(WHAT IS BEING ASKED)
Edit the entries below, replacing "photograph" with "image" and changing nothing else. Leave the pictures out of your output.
[Begin SUPPLIED MATERIAL]
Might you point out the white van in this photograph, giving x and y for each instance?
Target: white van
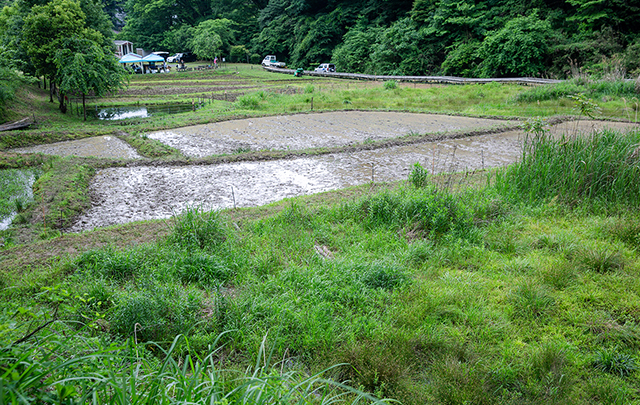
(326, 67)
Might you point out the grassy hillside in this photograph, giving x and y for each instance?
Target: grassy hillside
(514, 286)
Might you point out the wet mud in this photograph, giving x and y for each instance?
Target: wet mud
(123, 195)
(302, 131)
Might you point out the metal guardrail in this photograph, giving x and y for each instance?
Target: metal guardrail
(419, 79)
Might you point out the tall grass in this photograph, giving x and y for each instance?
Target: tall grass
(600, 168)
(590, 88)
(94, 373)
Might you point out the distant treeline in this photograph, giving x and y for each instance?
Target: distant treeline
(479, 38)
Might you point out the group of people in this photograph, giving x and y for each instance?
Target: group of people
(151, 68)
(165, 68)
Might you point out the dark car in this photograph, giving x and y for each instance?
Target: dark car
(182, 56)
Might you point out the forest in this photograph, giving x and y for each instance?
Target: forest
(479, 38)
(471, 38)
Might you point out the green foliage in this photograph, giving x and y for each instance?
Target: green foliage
[End SUPPLIED MATERIAL]
(FULL ANSWER)
Might you point out the white van in this image, giving x and y for each instance?
Target: white van
(326, 67)
Might you point out the grassy hillside in this image, giving x and y for each instance?
Target: grassy hillside
(514, 286)
Might you point out the wet mud in this image, giving x and y for each instance?
Target: wet mud
(123, 195)
(302, 131)
Might you point out the metal guardrail in this image, giving x and y for each instance?
Target: metal guardrail
(419, 79)
Might you point out the tall grass in this image, giving x and y for each instance?
Target: tall grass
(600, 168)
(590, 88)
(94, 373)
Might you point out the distant treeline in this image, giving x and y for each instance?
Target: distant treeline
(479, 38)
Might you point out the group of people in this image, giving x and y for each instance?
Target: group of people
(151, 68)
(165, 68)
Might you point out the dark car in this image, giving x and y for each instance?
Target: dark car
(182, 56)
Might you point out the forest in this image, giving x and y for each instance?
Target: forest
(479, 38)
(471, 38)
Might you point out the green foliage in this image, giving x and y for each instance?
Target: green foliage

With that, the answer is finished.